**Materials provided**
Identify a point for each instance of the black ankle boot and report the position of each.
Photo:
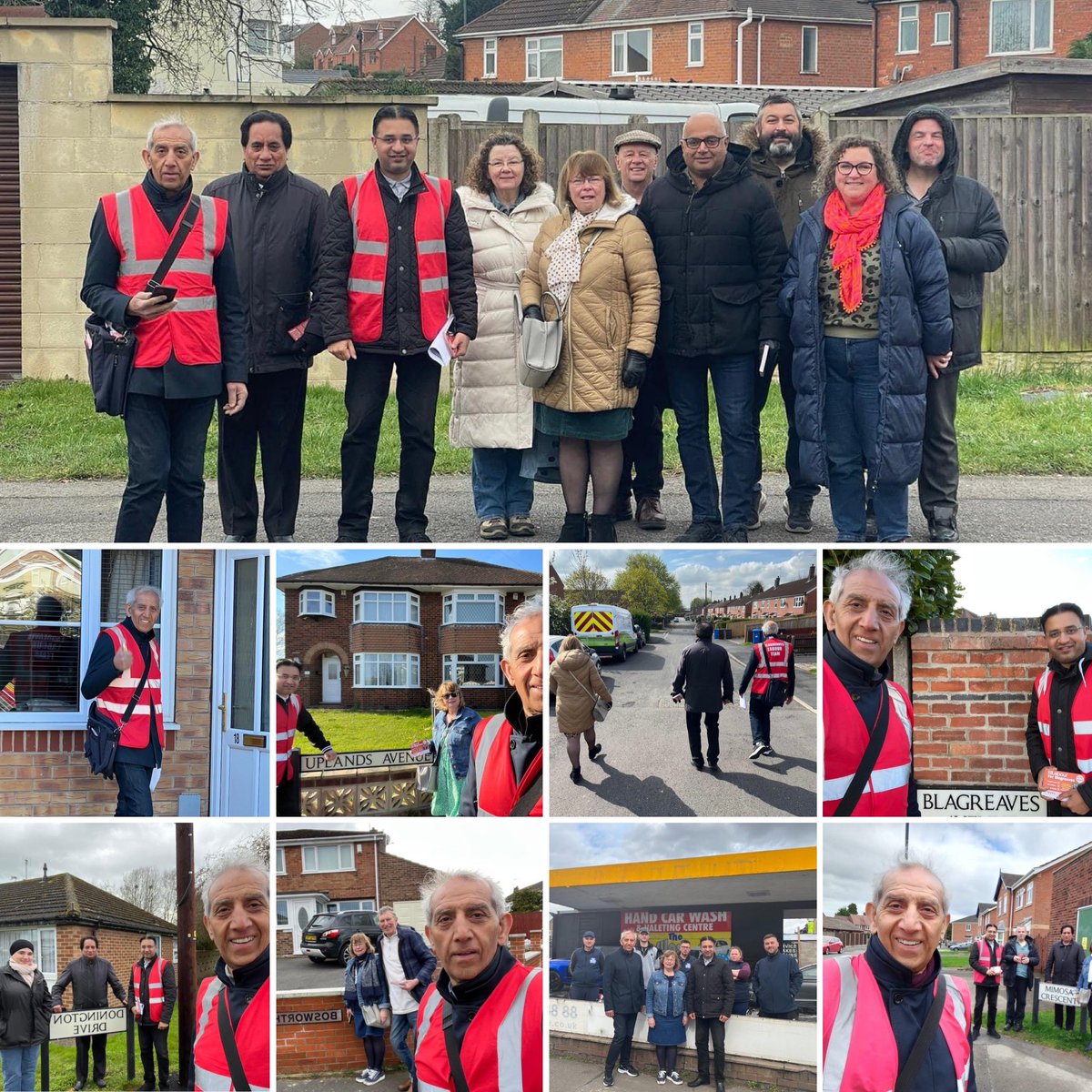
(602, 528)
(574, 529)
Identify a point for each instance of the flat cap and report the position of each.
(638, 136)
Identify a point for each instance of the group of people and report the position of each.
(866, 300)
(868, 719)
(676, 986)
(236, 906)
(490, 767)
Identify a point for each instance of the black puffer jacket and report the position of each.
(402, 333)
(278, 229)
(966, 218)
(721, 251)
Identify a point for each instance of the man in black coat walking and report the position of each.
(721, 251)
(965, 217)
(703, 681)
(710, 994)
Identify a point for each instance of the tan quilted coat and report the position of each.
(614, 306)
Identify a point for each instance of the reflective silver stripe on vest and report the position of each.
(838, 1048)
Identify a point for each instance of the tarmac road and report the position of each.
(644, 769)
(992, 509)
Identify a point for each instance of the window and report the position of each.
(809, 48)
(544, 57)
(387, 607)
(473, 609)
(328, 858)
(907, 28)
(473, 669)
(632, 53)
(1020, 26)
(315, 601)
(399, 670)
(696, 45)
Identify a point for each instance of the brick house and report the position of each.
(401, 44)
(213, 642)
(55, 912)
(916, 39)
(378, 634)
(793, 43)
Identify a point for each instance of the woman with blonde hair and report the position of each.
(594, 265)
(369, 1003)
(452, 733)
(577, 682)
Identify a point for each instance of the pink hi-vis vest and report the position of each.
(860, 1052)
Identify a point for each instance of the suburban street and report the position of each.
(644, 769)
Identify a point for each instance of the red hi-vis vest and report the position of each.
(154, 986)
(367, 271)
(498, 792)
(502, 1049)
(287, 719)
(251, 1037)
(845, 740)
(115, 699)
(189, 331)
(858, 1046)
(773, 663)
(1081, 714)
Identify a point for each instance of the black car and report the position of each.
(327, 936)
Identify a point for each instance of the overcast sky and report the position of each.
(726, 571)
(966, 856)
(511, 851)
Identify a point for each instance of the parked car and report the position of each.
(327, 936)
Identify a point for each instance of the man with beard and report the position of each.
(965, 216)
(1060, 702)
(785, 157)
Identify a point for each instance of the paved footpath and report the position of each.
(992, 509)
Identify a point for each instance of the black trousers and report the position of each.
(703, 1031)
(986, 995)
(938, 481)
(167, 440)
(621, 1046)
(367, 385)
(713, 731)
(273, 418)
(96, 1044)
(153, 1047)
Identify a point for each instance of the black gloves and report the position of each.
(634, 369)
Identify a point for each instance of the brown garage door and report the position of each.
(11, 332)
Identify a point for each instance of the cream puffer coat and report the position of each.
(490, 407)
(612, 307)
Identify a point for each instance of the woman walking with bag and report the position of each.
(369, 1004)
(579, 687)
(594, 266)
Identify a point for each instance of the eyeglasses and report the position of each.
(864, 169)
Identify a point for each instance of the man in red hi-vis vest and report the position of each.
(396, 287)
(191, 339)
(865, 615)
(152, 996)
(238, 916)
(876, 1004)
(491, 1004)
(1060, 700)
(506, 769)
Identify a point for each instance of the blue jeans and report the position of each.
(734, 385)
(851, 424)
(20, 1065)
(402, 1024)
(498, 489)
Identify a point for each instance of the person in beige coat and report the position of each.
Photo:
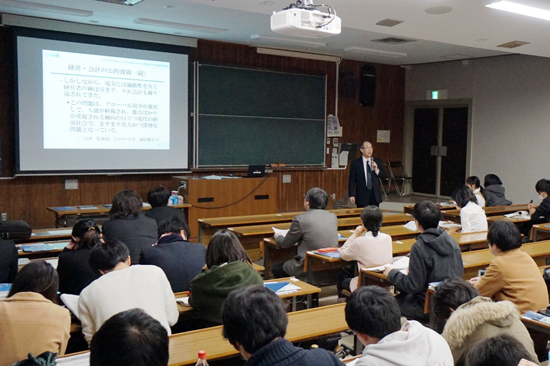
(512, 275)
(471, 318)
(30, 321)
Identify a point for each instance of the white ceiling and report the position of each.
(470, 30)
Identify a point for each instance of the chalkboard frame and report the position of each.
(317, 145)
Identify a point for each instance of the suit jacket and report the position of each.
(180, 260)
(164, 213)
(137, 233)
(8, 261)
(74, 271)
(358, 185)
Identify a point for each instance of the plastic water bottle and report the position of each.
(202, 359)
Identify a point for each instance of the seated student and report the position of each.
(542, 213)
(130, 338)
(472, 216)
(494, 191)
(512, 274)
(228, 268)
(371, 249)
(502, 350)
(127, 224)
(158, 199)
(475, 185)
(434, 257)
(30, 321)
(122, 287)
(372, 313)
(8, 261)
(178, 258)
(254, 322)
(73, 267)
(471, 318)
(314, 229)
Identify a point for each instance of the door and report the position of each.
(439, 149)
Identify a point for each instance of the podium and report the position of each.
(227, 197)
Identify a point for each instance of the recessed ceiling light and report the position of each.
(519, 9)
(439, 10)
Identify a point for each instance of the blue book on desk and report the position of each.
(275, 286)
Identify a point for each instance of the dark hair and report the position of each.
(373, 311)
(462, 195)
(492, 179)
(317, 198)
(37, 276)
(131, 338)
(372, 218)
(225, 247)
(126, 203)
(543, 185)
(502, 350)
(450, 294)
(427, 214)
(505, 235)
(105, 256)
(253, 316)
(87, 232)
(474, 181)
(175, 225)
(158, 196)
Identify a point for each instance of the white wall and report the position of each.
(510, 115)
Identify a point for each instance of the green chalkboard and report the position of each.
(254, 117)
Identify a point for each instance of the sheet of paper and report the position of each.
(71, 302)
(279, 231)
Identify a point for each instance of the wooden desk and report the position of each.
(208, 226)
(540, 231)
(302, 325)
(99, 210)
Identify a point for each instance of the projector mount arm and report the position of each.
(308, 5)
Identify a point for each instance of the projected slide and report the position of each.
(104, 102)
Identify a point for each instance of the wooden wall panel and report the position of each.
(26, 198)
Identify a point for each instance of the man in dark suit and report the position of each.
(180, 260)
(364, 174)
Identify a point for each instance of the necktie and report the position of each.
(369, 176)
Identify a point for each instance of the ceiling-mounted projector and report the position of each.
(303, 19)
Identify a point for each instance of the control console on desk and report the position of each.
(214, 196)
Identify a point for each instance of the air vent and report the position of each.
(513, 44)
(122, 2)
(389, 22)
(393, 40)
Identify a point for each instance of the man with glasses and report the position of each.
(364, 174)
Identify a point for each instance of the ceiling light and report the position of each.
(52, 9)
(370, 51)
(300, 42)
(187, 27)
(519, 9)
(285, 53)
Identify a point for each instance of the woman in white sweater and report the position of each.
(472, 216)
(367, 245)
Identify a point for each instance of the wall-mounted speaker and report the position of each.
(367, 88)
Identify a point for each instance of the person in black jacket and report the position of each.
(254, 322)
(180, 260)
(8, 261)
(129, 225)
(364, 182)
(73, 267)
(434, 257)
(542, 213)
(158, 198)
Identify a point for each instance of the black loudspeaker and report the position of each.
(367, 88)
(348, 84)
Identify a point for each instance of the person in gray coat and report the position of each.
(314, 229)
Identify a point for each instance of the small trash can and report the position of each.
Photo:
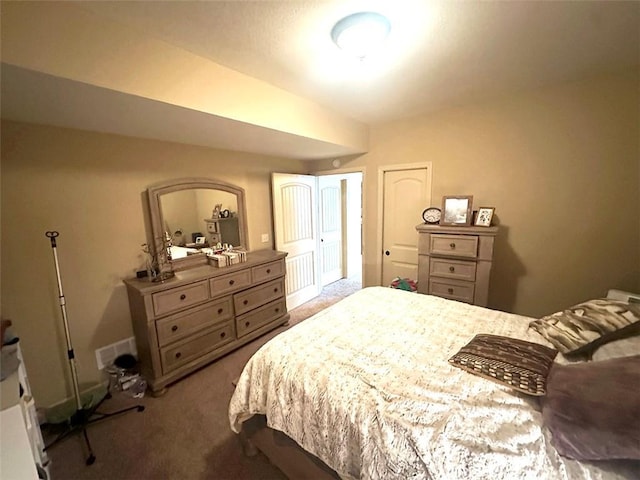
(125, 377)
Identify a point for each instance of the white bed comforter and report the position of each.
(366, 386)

---

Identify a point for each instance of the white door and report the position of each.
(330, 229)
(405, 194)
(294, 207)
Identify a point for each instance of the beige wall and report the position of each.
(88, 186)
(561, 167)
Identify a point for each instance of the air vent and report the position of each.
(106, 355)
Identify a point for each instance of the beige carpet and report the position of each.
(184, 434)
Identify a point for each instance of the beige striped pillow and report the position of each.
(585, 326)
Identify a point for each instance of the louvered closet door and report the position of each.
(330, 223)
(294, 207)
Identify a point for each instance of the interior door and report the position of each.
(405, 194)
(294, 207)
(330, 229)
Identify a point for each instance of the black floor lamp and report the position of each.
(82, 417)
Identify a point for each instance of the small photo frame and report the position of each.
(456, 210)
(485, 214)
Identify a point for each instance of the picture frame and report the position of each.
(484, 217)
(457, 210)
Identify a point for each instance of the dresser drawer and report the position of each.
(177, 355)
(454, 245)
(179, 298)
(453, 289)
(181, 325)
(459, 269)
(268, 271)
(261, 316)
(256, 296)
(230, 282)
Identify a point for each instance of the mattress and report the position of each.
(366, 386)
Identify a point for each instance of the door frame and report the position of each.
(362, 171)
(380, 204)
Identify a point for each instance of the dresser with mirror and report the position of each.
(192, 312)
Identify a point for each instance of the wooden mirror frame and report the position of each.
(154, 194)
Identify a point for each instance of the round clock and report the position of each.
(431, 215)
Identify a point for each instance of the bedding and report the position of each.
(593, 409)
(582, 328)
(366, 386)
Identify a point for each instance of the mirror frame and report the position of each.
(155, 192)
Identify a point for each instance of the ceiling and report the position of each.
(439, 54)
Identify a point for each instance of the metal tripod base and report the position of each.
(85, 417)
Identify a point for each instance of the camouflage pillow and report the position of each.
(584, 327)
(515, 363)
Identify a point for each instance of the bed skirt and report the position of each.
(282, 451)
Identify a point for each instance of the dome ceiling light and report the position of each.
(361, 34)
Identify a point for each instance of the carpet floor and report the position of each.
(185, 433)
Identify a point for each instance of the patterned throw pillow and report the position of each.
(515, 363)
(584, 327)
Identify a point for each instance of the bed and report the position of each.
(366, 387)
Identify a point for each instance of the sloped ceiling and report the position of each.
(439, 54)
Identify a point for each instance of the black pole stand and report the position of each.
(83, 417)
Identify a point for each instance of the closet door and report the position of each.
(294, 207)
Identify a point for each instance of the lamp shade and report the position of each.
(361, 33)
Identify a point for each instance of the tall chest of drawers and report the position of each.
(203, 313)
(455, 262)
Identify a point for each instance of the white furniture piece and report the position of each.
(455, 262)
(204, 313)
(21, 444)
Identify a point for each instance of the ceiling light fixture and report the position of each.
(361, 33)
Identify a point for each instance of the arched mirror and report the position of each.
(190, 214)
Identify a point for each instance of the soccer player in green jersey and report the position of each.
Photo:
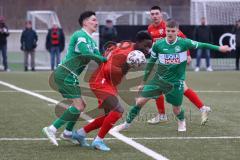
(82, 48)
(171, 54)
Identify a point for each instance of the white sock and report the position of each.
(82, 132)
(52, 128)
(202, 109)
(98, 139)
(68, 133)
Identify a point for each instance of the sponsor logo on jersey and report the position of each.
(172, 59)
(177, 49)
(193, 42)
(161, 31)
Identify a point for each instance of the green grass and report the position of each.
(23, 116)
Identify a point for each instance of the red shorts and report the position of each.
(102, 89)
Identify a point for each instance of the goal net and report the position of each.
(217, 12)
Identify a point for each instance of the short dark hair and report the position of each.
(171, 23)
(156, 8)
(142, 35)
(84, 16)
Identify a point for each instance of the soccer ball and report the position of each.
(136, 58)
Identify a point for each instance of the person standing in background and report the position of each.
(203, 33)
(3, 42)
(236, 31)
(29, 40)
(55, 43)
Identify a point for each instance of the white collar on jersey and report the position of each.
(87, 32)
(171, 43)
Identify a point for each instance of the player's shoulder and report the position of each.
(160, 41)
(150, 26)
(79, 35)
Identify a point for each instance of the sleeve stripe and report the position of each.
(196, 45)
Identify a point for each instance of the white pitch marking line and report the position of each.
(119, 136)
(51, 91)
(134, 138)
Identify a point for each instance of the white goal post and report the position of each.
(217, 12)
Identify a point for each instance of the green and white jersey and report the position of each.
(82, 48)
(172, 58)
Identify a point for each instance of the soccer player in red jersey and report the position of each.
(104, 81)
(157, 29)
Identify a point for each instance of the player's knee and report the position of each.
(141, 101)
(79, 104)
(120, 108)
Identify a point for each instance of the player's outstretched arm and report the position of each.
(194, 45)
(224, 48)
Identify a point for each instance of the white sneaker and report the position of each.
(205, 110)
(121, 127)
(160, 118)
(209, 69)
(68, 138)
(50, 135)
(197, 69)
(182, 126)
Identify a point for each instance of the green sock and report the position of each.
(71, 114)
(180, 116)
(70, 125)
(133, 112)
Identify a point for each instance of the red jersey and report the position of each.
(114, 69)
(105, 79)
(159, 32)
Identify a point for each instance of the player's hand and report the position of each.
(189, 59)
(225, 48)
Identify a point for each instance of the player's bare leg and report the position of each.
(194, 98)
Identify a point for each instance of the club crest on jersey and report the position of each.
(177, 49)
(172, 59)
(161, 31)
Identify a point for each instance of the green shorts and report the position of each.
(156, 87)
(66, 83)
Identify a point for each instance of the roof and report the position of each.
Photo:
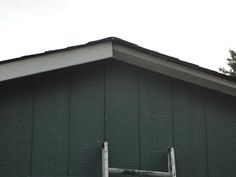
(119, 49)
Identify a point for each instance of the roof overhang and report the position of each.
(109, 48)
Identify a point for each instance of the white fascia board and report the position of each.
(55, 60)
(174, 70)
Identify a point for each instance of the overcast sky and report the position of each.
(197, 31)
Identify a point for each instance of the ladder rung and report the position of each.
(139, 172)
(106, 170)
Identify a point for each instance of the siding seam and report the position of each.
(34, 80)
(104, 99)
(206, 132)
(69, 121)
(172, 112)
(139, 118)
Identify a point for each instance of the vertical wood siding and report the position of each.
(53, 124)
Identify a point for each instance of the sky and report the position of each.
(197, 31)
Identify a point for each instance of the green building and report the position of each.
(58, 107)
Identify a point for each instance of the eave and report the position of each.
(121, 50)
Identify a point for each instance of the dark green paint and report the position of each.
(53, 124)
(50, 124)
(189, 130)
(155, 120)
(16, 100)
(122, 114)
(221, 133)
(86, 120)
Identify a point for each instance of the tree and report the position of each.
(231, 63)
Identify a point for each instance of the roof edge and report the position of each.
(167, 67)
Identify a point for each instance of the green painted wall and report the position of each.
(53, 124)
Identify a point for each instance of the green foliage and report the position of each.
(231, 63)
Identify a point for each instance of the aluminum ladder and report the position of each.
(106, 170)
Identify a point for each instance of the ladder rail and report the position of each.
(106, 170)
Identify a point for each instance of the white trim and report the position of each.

...

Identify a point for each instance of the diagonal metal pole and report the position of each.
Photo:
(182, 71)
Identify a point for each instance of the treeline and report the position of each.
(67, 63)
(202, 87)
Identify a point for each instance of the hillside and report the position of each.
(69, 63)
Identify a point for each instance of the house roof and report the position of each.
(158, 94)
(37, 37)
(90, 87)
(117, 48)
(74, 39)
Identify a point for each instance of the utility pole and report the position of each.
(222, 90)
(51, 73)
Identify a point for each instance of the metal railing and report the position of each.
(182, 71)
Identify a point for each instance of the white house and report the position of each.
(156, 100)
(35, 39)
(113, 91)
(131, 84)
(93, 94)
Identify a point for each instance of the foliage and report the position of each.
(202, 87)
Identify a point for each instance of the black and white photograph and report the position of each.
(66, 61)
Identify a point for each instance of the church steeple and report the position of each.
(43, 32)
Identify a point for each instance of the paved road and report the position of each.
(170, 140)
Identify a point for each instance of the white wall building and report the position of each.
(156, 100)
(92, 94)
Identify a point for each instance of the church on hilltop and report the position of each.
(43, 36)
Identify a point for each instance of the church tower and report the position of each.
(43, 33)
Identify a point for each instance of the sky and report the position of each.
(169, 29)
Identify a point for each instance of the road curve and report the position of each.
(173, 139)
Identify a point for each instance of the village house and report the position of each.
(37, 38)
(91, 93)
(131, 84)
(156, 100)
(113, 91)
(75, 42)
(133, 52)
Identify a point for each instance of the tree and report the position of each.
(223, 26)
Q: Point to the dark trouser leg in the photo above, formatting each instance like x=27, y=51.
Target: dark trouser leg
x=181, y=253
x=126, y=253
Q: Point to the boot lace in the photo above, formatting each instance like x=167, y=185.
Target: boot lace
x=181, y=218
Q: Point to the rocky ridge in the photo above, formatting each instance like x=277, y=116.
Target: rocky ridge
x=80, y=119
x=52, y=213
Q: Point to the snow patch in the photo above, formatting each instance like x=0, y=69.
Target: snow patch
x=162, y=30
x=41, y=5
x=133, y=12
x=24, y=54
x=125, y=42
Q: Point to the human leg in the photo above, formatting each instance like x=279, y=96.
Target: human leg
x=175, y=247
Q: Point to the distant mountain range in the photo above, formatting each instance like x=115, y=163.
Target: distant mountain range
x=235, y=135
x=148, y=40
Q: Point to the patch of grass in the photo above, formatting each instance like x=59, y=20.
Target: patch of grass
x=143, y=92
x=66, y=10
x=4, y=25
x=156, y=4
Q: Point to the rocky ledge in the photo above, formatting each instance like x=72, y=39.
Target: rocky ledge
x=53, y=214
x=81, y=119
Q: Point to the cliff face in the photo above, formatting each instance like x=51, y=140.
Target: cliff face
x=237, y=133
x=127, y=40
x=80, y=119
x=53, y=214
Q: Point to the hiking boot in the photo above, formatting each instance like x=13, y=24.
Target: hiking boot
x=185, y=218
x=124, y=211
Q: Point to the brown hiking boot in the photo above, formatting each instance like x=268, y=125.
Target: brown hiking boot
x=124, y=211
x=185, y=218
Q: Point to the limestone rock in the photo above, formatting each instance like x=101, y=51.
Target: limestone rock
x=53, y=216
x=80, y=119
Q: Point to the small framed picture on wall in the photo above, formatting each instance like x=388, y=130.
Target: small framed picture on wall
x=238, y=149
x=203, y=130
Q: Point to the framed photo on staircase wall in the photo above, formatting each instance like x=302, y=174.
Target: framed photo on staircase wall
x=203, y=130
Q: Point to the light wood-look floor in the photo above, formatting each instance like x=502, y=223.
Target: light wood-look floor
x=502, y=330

**Work to complete**
Given the records above, restate word for word only the lines starting at the one with "Q: Point to the patch" and ending at the one with "Q: Point to the brown".

**Task response**
Q: Point to the patch of grass in the photo above, formatting each instance like x=59, y=20.
Target: patch of grass
x=143, y=92
x=66, y=10
x=4, y=25
x=156, y=4
Q: Point to the rocky ledge in the photo above, formatting each instance like x=72, y=39.
Target: rocky ledge
x=53, y=214
x=81, y=119
Q: Point to the cliff face in the photo above, formatting each instance like x=51, y=140.
Target: cliff face
x=237, y=133
x=127, y=40
x=80, y=119
x=53, y=214
Q: Point to the hiking boot in the photo above, formatting each instance like x=13, y=24.
Target: hiking boot
x=185, y=218
x=124, y=211
Q: Point to the brown hiking boot in the photo above, formatting each instance like x=268, y=125.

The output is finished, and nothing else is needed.